TASK INPUTS -
----------

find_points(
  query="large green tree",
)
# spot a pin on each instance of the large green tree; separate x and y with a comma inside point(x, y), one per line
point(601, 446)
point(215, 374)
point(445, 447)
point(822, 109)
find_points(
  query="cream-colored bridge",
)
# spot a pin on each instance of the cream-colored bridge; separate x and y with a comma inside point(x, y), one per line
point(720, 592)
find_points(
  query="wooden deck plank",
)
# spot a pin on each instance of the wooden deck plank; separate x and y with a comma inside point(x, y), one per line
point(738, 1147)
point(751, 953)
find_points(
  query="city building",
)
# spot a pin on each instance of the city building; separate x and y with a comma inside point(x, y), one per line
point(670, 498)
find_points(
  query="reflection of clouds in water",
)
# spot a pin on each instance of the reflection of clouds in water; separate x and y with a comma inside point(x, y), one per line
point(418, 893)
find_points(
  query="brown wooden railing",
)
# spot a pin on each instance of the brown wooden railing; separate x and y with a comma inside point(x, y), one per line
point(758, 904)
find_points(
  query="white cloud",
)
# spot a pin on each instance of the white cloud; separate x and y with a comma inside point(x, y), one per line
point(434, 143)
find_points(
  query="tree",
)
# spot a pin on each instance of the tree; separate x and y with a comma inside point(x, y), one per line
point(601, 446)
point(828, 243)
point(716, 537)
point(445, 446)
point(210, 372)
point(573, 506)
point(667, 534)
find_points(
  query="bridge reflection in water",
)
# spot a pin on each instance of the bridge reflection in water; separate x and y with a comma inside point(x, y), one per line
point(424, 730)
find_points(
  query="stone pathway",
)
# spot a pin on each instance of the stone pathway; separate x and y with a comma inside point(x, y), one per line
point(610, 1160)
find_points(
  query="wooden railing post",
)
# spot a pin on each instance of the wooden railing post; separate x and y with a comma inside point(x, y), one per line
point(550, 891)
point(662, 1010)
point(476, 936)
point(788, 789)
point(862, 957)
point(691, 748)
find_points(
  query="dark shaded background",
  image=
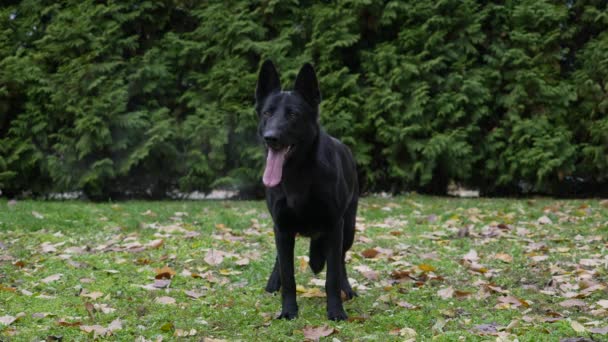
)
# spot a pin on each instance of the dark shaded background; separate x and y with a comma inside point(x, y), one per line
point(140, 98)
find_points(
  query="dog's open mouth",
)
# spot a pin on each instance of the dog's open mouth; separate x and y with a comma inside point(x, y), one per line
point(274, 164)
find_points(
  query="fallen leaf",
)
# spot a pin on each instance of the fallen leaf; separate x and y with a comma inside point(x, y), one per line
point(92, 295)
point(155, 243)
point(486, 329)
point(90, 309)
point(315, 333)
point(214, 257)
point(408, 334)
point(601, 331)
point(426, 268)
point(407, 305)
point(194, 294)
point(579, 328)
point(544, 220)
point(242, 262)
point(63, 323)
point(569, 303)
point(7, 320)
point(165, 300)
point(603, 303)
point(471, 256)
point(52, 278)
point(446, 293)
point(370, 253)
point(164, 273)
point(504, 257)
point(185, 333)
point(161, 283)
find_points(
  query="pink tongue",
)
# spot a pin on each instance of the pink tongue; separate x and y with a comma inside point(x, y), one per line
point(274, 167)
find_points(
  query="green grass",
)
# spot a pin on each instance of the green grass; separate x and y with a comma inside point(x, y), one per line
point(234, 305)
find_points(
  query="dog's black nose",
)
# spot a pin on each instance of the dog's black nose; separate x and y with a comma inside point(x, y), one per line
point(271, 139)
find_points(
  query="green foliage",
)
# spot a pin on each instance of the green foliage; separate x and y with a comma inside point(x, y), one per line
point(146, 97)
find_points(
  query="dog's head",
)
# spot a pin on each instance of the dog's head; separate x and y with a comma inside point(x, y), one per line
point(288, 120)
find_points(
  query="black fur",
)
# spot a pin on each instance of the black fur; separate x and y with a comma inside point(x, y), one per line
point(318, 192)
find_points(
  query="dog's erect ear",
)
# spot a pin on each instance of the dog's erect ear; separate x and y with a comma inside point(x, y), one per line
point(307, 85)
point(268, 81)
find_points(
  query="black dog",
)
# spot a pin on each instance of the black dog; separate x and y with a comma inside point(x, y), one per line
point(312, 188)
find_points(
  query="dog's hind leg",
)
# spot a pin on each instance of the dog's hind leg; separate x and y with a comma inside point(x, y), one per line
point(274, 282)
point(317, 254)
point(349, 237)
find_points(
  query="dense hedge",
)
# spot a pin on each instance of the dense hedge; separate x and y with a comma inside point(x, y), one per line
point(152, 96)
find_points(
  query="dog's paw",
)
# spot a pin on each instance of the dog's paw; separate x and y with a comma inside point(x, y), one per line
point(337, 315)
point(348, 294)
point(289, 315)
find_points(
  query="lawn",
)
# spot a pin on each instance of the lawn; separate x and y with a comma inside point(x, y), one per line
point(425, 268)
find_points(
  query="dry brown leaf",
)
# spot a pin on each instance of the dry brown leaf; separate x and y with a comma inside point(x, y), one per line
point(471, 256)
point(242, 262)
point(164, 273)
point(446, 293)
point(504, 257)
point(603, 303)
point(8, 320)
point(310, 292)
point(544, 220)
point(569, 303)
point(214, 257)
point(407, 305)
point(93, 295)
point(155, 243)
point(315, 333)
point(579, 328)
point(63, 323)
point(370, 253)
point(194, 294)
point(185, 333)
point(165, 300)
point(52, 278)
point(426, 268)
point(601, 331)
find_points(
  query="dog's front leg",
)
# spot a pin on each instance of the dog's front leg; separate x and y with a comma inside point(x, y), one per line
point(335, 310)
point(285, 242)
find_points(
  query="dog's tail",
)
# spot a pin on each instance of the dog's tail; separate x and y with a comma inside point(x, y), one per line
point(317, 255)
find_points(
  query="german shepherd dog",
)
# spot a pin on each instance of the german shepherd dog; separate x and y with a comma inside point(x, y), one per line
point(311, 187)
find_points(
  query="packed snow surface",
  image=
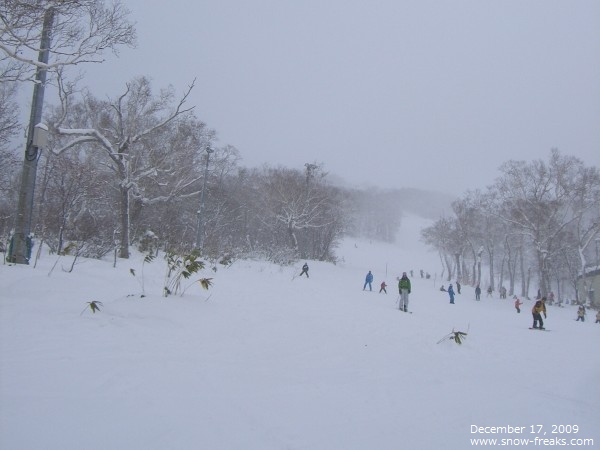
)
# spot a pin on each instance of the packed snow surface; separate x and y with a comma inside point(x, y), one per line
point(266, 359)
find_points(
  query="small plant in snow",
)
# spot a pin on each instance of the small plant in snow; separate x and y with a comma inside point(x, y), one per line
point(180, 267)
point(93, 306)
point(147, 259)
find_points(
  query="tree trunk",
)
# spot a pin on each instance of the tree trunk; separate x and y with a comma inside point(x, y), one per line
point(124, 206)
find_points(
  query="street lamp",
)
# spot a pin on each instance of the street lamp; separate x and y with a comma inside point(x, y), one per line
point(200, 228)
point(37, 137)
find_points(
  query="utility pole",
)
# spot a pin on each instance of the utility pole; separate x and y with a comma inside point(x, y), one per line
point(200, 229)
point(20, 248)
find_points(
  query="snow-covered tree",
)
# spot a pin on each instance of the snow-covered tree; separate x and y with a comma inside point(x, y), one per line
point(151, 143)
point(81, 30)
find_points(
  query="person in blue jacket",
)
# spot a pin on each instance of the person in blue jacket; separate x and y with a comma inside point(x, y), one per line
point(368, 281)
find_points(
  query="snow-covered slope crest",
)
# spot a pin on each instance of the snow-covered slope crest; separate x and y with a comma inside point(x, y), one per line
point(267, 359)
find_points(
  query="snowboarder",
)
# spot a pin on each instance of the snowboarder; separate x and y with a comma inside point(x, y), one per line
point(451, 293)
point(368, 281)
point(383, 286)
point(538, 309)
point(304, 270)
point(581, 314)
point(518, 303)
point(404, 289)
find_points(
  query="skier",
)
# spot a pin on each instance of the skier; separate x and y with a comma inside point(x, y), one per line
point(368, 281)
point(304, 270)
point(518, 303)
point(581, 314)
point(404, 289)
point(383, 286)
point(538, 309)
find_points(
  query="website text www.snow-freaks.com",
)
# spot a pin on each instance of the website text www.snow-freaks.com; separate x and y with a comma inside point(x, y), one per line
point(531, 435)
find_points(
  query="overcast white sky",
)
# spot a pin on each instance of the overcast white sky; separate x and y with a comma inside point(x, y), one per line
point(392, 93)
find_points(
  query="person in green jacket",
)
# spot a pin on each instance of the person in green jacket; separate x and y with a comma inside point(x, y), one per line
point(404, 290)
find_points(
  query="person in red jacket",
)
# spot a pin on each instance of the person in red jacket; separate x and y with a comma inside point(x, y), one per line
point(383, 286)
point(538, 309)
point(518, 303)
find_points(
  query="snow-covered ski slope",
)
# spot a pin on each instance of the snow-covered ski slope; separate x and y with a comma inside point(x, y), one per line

----------

GIVEN TASK -
Locate each line in the material containing the word "black" and copy every one of those lines out in full.

OUTPUT BELOW -
  query="dog's black nose",
# spot a pin on each instance of the dog's black nose; separate x and y with a comma inside point(x, y), one per line
  query="black fur",
# spot a pin on each instance of the black fur; separate x and y with a comma inside point(x, y), one per line
  query="black dog",
# spot a pin on each instance of the black dog; separate x and y with a comma inside point(x, y), one per line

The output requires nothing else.